Your assignment ▸
Restate all entries exactly.

Dataset excerpts:
----------

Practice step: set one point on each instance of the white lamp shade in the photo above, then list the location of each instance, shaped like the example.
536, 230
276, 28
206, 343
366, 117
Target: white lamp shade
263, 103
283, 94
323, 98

----------

Response below ▸
Practice step: set one point on each instance of the white lamp shade in the photo above, then list the location of each instance, shaped like the example.
536, 230
276, 28
206, 343
366, 117
Target: white lamp shade
263, 103
283, 94
323, 98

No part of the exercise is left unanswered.